***** Text passage

A scene from the film I, Daniel Blake: people on benefits are more likely to be painfully thin. Photograph: PR
A scene from the film I, Daniel Blake: people on benefits are more likely to be painfully thin. Photograph: PR

Study dispels myth of links between poverty and weight

This article is more than 7 years old
Unemployed more likely than those in work to be very thin, says report

Call it the “Benefits Street effect” – the popularity of widely held preconceptions about unemployed people. And one of the most prevalent is that jobless people are more likely to be overweight than those in work.

While television documentaries and newspapers can help perpetuate this belief, academic studies also reinforce it. A series of studies have suggested that employers are biased against larger candidates when hiring staff. As a result, slimmer people tend to be employed first, leaving the overweight in the pool of the unemployed for longer.

But a study in the journal Preventive Medicine produces evidence that unemployed people are far more likely to be significantly underweight than the average person. The study’s authors, Dr Amanda Hughes and Professor Meena Kumari from the Institute for Social and Economic Research at the University of Essex, believe their findings provide a corrective to popular misconceptions about unemployed people and should alert health professionals to the heightened mortality risks that come from being underweight.

Hughes explained that she first became suspicious of a link between weight and unemployment when volunteering at a food bank. She observed that there were more people coming in who were painfully thin than were clearly overweight.

“There were people who had not eaten that day or the day before, or who had walked for two hours to get there, because paying for a return bus journey was out of the question,” she said. This set her thinking: had researchers become so concerned with obesity that they were ignoring the big picture?

“In public health there’s a really quite consistent and replicated finding that obesity is more common among more disadvantaged groups,” Hughes said. “It’s such a well replicated finding that, even in public health, there has always been this assumption that if unemployment affects body weight it will be in the direction of increasing it.”

But Hughes’s work suggests the picture is far more complex: that there is a “U-shaped” association between unemployment and body weight, with jobseekers tending to be more susceptible to being obese or underweight than those in work.

**********
***** Record extracts

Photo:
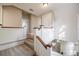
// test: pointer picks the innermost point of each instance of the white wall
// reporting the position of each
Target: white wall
(65, 20)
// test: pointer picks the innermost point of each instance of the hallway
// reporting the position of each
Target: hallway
(21, 50)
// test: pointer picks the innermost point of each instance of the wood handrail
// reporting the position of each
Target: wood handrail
(45, 45)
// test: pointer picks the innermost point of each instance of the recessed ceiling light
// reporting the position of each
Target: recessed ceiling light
(31, 10)
(45, 4)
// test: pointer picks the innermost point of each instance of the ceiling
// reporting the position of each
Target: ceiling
(38, 8)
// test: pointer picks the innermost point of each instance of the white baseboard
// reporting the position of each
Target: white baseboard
(9, 45)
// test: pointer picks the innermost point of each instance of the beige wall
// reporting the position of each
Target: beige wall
(0, 14)
(11, 17)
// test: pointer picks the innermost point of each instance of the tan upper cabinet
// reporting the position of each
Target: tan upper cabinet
(0, 14)
(47, 19)
(12, 17)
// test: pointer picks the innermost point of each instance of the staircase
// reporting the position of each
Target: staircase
(30, 43)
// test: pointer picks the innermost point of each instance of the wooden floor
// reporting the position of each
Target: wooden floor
(21, 50)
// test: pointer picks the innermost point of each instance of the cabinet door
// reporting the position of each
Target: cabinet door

**********

Tasks to carry out:
1) Which things does the article on poverty and weight name as helping to perpetuate or reinforce the belief that jobless people are more likely to be overweight?
2) Answer these questions from the article on poverty and weight:
(a) In which journal did the study appear?
(b) Where was Hughes volunteering when she first became suspicious of a link between weight and unemployment?
(c) What shape of association between unemployment and body weight does Hughes's work suggest?
You can answer everything from the article alone, without the lines.

Response list:
1)
Television documentaries
Newspapers
Academic studies

2)
(a) Preventive Medicine
(b) At a food bank
(c) U-shaped